**Document excerpt:**
Ultrasensitive SARS-CoV-2 diagnosis by CRISPR-based screen-printed carbon electrode

Highlights

• The ssDNA reporter randomly distributed on the electrode could be cleavaged by activated Cas12a protein as well as the ssDNA fixed upright on the surface of the electrode which could greatly shorten the time of ssDNA reporter immobilization.

• CRISPR-SPCE enabled ultra-sensitivity SARS-CoV-2 detection, with a detection limit as low as 0.27 copy/μL.

• CRISPR-screen-printed carbon electrode system is fast, high specific and low cost, thus providing a simple and faster path way for SARS-CoV-2 detection.

**Data:**

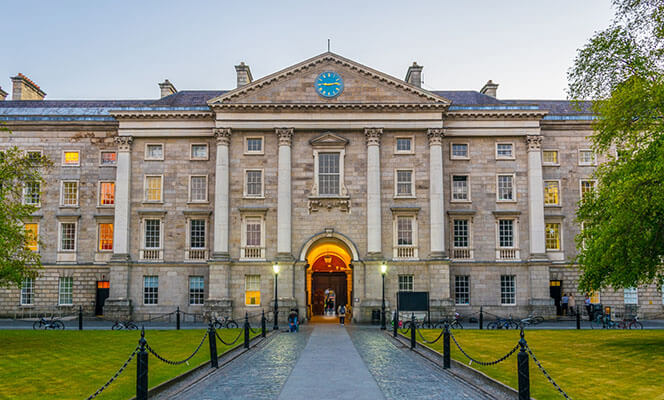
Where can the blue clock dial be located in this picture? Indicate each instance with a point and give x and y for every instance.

**Task requirements:** In the highlights, list every quality that the last bullet point attributes to the CRISPR-screen-printed carbon electrode system. The material has no connection to the highlights above.

**Result for this task:**
- fast
- high specific
- low cost